== 原文 ==
——————————

杜教BM模板

用于求线性递推式第n项，扔进前k+x项即可

Code

#include <cstdio>
#include <cstring>
#include <cmath>
#include <algorithm>
#include <vector>
#include <string>
#include <map>
#include <set>
#include <cassert>
using namespace std;
typedef long long ll;
#define rep(i, a, n) for (int i = a; i < n; i++)
#define per(i, a, n) for (int i = n - 1; i >= a; i--)
#define pb push_back
#define mp make_pair
#define all(x) (x).begin(), (x).end()
#define fi first
#define se second
#define SZ(x) ((int)(x).size())
typedef vector<ll> VI;
typedef pair<ll, ll> PII;
const ll mod = 10000;
ll powmod(ll a, ll b) {
  ll res = 1;
  a %= mod;
  assert(b >= 0);
  for (; b; b >>= 1) {
    if (b & 1) res = res * a % mod;
    a = a * a % mod;
  }
  return res;
}
ll _, n;
namespace linear_seq {
const ll N = 10010;
ll res[N], base[N], _c[N], _md[N];
vector<ll> Md;
void mul(ll *a, ll *b, int k) {
  rep(i, 0, k + k) _c[i] = 0;
  rep(i, 0, k) if (a[i]) rep(j, 0, k) _c[i + j] =
      (_c[i + j] + a[i] * b[j]) % mod;
  for (ll i = k + k - 1; i >= k; i--)
    if (_c[i])

——————————

== 练习 ==
请把上面杜教BM模板中从“#define per(i, a, n)”到“#define SZ(x) ((int)(x).size())”这一段一字不差地抄写出来。

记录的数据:

——————————

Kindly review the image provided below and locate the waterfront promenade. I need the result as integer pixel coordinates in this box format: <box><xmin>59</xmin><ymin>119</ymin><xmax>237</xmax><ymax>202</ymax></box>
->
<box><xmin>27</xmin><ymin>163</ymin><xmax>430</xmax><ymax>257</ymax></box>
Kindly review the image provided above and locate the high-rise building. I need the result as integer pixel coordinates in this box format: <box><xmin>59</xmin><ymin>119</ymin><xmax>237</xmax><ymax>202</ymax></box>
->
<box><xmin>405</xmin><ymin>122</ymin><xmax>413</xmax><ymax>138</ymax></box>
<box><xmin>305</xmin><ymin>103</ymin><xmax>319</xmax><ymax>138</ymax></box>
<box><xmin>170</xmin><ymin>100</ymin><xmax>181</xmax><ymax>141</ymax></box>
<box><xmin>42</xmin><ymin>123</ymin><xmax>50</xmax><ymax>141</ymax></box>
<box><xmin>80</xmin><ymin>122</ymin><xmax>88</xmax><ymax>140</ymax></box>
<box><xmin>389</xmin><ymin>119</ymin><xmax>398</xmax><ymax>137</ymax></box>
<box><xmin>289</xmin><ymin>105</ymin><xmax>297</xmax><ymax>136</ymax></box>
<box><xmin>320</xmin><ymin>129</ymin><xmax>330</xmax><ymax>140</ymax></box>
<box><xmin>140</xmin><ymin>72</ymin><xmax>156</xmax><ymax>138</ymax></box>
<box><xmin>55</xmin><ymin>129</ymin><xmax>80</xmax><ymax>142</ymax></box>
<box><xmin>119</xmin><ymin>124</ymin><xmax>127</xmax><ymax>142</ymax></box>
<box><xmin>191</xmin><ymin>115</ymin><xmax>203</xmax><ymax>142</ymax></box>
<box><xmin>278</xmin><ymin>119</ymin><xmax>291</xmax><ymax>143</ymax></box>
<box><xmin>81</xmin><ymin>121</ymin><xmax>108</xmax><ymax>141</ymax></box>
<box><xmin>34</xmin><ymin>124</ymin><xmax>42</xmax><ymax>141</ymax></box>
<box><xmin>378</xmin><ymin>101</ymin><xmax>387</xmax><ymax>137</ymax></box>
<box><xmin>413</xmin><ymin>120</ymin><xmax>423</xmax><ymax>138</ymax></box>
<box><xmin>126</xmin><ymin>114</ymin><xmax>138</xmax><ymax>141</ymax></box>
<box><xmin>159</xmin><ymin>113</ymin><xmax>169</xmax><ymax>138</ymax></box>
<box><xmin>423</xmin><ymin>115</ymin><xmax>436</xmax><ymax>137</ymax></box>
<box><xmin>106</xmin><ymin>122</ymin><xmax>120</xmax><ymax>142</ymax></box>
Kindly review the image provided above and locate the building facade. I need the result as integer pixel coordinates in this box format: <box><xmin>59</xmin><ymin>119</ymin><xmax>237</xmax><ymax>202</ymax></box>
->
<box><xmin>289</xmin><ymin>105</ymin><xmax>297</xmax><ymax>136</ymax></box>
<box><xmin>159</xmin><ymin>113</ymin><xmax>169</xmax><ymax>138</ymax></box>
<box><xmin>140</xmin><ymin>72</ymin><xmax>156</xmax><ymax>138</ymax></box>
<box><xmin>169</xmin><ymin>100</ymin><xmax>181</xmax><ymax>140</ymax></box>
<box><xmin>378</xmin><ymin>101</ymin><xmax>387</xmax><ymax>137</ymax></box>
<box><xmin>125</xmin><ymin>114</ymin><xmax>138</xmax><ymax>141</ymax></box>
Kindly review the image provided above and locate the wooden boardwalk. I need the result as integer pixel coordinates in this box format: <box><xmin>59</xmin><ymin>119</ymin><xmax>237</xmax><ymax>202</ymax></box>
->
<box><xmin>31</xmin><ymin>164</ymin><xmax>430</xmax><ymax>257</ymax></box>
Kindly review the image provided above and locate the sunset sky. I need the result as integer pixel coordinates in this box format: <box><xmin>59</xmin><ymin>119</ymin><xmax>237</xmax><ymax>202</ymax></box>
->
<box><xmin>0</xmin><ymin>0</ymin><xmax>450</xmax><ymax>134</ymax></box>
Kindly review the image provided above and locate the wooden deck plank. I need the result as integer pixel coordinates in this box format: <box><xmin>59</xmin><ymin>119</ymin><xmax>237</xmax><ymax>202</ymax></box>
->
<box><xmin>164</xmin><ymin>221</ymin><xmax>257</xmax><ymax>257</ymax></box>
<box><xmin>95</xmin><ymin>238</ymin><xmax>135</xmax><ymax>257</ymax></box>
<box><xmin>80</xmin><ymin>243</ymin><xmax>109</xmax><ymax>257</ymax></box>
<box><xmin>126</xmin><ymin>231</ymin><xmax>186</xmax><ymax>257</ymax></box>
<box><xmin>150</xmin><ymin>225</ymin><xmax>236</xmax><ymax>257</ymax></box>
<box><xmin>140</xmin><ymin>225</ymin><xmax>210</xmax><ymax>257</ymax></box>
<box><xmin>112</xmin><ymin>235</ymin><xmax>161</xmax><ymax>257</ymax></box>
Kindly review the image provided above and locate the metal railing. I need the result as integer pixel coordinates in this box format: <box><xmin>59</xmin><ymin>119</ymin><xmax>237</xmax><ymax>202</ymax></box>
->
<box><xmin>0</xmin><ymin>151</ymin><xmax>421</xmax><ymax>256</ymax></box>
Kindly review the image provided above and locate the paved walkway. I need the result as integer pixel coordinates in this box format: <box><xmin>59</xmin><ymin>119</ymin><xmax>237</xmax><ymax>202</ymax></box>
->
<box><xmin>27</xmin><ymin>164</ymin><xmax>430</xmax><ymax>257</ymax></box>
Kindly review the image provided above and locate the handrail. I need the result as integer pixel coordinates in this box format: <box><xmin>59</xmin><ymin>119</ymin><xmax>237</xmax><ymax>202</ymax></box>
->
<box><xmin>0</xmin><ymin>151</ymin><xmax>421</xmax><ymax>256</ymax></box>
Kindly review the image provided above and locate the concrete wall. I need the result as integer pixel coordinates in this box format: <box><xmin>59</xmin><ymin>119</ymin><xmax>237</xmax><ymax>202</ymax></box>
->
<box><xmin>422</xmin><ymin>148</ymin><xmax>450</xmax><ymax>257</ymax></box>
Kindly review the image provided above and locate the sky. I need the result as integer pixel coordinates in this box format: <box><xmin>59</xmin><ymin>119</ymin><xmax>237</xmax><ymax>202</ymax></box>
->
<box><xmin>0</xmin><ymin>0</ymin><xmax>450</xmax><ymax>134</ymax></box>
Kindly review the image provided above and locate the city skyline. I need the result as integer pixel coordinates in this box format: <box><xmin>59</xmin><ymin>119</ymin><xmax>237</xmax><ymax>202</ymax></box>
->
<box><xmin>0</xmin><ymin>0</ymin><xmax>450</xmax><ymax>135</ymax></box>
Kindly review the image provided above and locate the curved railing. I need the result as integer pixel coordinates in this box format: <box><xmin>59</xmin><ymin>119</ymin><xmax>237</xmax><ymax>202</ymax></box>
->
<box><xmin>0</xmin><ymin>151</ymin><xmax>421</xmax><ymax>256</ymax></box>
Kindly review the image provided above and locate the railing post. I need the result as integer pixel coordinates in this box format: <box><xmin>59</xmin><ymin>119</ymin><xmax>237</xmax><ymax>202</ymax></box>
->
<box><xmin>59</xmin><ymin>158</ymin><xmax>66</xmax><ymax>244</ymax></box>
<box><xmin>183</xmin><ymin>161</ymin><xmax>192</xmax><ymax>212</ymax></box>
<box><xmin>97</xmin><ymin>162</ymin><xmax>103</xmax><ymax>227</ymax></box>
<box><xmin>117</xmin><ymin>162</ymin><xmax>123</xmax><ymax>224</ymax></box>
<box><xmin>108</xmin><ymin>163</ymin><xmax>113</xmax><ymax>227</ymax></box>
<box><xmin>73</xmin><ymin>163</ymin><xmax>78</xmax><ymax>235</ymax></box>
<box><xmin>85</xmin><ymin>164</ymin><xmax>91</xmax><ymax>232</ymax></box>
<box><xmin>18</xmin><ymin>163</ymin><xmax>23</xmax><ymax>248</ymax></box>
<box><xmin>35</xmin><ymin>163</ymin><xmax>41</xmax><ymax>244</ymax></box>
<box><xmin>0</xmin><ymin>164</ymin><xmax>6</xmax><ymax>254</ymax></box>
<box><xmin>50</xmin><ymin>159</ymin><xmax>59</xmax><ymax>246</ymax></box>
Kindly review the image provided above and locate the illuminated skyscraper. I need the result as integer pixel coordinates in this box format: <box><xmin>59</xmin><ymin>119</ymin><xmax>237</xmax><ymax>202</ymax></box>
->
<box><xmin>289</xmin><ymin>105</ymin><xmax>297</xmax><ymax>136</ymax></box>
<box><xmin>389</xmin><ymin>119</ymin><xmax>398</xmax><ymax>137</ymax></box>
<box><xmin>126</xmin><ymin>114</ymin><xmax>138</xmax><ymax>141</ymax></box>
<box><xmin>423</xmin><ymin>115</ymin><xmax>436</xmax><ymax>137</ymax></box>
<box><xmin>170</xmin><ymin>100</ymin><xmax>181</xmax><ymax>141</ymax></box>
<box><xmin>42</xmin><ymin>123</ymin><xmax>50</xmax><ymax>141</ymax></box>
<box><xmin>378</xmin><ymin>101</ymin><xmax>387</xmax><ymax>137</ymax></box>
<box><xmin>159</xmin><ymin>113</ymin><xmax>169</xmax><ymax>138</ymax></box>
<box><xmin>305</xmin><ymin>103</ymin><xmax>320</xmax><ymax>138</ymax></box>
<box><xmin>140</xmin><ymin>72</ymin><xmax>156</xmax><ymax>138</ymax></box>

——————————

== 回答如下 ==
#define per(i, a, n) for (int i = n - 1; i >= a; i--)
#define pb push_back
#define mp make_pair
#define all(x) (x).begin(), (x).end()
#define fi first
#define se second
#define SZ(x) ((int)(x).size())